------ Dataset ------

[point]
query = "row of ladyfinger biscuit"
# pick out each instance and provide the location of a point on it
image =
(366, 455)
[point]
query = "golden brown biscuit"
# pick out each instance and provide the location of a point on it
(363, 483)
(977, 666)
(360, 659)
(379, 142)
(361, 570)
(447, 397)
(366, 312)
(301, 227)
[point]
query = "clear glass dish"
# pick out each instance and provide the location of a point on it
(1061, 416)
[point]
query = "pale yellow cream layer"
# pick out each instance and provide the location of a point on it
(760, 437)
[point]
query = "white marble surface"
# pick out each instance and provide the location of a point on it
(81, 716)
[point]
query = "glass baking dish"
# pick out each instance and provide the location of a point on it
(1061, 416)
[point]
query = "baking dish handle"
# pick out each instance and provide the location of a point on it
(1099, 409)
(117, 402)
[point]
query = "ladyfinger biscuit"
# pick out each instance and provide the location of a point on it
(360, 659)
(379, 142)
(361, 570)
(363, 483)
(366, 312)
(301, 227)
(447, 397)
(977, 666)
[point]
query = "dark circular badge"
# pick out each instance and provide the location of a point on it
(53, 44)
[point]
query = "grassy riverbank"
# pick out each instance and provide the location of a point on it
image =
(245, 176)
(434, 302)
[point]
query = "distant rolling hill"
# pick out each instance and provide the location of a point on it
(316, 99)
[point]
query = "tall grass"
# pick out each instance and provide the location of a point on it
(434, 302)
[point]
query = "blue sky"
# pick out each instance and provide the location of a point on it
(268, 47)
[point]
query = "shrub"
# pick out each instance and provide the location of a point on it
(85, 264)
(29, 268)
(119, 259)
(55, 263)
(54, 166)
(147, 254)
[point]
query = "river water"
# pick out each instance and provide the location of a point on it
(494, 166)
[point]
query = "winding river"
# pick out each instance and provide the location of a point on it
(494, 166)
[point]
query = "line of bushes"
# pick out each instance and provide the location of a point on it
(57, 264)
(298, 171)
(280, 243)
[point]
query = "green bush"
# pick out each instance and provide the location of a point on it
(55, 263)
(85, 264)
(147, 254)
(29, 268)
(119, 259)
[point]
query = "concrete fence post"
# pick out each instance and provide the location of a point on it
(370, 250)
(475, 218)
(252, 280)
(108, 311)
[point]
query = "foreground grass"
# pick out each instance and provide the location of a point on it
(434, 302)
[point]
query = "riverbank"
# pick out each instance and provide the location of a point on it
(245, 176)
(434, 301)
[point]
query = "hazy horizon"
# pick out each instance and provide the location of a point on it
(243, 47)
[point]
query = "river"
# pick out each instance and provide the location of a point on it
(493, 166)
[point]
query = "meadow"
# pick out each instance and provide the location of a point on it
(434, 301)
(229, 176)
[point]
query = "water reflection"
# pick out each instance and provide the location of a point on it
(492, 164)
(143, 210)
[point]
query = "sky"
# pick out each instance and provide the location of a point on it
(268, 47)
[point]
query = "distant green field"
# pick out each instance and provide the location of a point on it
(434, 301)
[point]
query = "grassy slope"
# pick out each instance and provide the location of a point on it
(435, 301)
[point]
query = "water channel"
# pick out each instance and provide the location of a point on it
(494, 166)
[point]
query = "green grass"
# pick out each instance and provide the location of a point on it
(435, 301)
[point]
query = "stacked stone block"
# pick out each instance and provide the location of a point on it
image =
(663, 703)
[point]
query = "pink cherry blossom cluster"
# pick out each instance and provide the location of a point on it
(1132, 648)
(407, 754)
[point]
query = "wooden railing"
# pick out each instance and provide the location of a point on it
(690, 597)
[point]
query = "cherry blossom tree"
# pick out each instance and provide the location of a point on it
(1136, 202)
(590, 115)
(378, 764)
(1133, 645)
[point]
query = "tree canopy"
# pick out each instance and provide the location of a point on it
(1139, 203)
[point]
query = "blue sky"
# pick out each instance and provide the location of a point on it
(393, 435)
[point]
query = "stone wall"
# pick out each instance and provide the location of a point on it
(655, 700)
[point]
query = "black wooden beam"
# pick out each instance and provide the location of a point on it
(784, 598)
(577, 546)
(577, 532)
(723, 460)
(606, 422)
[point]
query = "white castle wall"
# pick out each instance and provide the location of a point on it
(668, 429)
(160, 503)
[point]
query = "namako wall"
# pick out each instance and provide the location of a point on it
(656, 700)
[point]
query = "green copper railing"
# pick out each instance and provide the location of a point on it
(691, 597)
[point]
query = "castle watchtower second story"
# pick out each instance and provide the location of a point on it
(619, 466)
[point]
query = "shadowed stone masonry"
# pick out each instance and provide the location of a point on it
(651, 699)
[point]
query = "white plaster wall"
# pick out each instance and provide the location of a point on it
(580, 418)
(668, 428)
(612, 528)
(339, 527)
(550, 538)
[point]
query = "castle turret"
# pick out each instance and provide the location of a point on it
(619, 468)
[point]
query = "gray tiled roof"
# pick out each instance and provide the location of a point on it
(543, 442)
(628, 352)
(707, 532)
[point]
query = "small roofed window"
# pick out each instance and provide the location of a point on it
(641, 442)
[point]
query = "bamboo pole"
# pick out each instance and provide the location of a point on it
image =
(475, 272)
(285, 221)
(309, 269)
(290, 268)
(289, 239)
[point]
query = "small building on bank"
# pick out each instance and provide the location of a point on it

------

→ **Aim of the exercise**
Pull out every line in the listing above that contains the string "wooden", and copy each one over unchanged.

→ **The solution**
query = "wooden railing"
query = "black wooden beam"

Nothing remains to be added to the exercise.